(Testo da leggere):
################

Mestoli, cucchiai di legno, colini, scolapasta
Mestoli (sgommarèlli).
I mestoli più antichi erano di rame stagnato con manico in ferro. Più tardi vennero sostituiti da mestoli di ferro smaltato, in seguito di alluminio.
Nella foto: Mestolo in rame. Diam. alla bocca cm. 10,5 diam. alla base cm. 7,2 l. cm. 33,2. Ocre S. Pietro. Collezione privata
Cucchiaie di legno (cucchiarélle; cucchiare; cucchiarò’).
Di varie forme e dimensioni, ricavate soprattutto dal legno del faggio, un tempo erano autocostruite
Colini (schiumarole).
I colini più antichi erano in rame. Più tardi vennero sostituiti da colini in ferro smaltato, poi di alluminio. Appartengono alla categoria dei colini anche le “schiumarole”, grossi colini muniti di manico in ferro usati per estrarre dalla cagliata la ricotta, e le scolapaste usate per scolare la pasta ma anche il siero di latte.
Antica schiumarola di rame stagnata all’interno; manico di ferro. Diam. cm.22,2 l. cm. 44. Ocre S. Pietro. Collezione privata
Antico colino in rame stagnato all’interno. Diam. all’orlo cm. 22,1 h. cm. 4,5. Ocre S. Pietro.
Collezione privata
Colapasta in rame. I fori sono disposti a formare un motivo floreale a sei petali, come le caratteristiche decorazioni delle arche abruzzesi. Diam. all’orlo cm. 31,2 diam. alla base cm. 25 h. cm. 6,4
Imbuti (‘mmuttaturu).
Gli imbuti più antichi erano in rame.
Forchette, coltelli, trinciante e tagliere
Forchette da scalco (forchettoni).
Le lunghe forchette da scalco, bidenti, usate per togliere la carne dal fuoco o prelevare il bollito dalla pentola, erano in ferro con l’estremità superiore ripiegata per permettere di appendere la forchetta.
Forchetta da scalco – forchettò(ne) (n. i. 96)
provenienza: Ocre (Leonessa)
materiale: ferro
descrizione: forchetta a due rebbi
misure: h. cm. 46; diam. corpo mm. 8; lg. rebbi cm. 11; distanza tra i rebbi cm. 4,2
stato di conservazione: ottimo
acquisizione: dono di Augusto Ciaglia
anno: 2007
Coltello da cucina – cortéllu (n. i. 265)

################

(Obiettivo): Nel testo sugli utensili da cucina, a che cosa servivano le schiumarole? Queste voci vengono da un'altra fonte.

Voci di annotazione dei contorni

################

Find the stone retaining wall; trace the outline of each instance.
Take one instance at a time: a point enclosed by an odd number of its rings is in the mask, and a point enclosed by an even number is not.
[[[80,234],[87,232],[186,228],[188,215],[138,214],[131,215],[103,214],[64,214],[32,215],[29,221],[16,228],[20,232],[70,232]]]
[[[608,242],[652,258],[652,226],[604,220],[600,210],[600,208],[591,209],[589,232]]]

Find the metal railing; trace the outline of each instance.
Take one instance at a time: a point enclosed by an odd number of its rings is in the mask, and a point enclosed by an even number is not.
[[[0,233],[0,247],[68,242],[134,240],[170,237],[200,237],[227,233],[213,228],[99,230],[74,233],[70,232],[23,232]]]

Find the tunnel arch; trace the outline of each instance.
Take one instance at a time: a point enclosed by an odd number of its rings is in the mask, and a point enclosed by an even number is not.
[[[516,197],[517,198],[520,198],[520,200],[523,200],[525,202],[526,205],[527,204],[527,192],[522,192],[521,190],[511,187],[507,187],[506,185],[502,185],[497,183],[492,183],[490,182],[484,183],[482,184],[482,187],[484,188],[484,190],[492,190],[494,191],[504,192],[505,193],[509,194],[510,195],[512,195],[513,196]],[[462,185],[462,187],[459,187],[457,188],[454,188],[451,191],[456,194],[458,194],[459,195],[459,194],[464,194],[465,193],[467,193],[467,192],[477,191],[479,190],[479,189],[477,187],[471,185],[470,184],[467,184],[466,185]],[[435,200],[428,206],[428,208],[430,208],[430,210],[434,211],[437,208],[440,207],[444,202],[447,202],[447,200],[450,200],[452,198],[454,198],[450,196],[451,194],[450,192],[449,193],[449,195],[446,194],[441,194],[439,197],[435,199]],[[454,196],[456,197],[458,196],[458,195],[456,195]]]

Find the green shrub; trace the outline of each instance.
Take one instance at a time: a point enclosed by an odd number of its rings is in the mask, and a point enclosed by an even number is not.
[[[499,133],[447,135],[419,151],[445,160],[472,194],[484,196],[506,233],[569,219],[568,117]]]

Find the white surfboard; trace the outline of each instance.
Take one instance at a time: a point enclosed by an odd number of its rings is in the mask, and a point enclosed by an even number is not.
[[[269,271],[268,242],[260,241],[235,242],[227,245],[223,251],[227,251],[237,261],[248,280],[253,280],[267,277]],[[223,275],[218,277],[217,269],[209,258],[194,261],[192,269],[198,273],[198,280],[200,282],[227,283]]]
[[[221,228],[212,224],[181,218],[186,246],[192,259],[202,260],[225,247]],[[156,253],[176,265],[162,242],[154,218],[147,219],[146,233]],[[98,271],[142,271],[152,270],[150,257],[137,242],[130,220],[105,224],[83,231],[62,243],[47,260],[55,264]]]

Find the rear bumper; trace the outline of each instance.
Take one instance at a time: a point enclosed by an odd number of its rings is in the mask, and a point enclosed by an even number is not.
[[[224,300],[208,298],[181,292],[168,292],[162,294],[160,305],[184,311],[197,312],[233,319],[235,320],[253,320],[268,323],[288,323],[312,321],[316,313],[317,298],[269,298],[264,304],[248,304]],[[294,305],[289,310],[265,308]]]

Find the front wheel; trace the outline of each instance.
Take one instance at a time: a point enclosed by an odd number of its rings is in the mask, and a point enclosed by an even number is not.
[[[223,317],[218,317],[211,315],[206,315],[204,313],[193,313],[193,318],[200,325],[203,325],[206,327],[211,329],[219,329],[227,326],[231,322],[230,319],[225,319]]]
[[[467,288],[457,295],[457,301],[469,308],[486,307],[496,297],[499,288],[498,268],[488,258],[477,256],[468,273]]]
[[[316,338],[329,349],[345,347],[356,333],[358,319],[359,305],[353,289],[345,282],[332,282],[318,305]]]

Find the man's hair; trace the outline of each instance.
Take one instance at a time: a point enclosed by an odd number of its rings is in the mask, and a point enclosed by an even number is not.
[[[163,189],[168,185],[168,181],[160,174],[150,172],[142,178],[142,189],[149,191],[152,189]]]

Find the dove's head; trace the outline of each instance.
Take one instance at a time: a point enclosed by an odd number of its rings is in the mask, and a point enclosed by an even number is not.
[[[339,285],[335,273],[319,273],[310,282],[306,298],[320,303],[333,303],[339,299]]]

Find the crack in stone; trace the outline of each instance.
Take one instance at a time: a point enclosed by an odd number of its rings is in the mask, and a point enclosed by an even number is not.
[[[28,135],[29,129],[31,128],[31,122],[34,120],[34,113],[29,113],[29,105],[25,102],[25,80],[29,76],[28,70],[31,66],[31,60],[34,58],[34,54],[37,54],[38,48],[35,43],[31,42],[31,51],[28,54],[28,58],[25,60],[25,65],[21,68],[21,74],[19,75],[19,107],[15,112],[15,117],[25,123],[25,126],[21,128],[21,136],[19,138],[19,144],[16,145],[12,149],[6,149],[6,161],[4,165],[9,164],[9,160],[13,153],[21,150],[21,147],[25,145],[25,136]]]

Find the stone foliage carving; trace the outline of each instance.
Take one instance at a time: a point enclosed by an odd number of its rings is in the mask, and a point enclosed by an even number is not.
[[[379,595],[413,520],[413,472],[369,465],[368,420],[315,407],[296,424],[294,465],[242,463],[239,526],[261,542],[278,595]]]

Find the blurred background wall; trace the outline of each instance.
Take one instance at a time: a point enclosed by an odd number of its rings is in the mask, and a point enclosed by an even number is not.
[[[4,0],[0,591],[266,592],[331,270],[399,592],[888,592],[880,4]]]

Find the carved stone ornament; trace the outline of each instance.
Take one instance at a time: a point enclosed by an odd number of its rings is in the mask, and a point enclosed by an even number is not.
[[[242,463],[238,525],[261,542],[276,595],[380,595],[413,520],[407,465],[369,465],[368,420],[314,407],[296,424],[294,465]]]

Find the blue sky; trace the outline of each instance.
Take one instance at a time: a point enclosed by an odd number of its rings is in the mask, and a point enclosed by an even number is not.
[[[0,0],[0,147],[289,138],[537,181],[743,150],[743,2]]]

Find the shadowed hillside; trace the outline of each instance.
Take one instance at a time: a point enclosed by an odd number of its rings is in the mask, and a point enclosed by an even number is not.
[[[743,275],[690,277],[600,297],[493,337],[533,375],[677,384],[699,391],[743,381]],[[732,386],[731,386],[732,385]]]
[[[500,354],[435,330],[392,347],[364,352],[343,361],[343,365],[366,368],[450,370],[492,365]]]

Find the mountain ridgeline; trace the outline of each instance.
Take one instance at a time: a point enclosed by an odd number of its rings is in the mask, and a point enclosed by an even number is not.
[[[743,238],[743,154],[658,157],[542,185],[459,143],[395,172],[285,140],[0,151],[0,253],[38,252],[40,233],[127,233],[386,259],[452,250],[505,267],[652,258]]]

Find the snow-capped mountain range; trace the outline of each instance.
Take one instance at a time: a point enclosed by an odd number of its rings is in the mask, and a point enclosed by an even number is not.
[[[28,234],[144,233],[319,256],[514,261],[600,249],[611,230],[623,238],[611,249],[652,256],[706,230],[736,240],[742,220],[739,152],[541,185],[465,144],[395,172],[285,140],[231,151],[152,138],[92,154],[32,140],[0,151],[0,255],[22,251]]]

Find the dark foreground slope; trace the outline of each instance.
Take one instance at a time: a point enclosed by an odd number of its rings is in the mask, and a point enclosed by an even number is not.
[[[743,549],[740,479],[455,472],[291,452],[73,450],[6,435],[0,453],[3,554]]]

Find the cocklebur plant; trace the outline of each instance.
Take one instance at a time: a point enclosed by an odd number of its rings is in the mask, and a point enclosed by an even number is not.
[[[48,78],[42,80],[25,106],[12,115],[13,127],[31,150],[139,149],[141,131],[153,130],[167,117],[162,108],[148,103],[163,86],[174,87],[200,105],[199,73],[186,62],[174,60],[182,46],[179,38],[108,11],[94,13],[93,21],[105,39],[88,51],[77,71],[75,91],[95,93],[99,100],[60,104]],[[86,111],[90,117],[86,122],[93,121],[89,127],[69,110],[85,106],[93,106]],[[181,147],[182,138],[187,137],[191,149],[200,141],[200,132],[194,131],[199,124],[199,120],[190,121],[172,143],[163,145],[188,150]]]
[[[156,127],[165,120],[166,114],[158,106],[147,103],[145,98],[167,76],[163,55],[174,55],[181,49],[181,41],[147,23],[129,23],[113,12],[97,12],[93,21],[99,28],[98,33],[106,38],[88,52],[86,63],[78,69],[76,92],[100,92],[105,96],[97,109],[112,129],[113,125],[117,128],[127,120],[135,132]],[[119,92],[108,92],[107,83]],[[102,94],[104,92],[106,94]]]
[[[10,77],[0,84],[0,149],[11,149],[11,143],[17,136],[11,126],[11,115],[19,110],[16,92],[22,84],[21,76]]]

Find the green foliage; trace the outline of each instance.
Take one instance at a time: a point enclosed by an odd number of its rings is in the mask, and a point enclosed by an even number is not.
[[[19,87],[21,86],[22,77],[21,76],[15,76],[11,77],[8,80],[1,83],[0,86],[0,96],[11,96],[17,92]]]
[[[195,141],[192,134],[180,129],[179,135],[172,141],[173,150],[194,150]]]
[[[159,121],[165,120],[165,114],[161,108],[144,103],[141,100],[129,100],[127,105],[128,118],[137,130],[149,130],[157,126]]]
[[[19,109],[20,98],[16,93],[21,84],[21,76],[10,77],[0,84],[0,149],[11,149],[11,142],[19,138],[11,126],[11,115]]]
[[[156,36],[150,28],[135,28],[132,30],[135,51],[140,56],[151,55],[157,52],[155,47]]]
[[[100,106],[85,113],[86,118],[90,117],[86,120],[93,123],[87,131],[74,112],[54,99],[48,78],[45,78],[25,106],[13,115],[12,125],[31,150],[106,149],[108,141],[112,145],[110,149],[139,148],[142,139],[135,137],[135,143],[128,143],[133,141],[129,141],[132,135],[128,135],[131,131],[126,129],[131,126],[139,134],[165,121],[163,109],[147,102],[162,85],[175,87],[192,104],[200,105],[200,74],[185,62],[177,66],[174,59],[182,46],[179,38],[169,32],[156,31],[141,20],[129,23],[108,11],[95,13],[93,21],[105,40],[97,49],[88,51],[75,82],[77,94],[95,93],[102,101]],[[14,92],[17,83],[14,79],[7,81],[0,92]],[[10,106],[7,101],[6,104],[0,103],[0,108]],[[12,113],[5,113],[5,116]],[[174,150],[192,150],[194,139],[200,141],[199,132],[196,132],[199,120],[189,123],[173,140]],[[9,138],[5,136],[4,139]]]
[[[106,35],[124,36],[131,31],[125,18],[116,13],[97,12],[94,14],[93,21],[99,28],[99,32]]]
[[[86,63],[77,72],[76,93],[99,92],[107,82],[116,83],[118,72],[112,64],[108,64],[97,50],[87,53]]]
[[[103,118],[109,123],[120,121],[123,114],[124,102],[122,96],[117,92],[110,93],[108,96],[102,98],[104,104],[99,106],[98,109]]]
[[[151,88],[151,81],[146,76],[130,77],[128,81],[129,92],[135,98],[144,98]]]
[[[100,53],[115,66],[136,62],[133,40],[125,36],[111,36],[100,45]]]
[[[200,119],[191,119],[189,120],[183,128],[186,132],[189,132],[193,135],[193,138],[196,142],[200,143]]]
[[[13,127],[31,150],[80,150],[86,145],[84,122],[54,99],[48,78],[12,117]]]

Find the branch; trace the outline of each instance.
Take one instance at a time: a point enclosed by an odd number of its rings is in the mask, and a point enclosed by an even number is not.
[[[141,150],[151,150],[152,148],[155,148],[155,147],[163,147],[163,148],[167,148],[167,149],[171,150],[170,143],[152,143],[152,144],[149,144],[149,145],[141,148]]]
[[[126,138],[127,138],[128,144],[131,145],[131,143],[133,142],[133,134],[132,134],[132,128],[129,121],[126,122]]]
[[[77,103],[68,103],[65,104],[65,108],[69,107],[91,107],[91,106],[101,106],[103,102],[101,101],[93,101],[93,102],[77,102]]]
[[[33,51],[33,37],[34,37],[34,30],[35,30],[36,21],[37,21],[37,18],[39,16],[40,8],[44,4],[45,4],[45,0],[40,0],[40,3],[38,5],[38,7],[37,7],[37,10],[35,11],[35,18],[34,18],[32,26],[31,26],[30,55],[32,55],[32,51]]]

################

(Risultato atteso): Servivano a estrarre la ricotta dalla cagliata.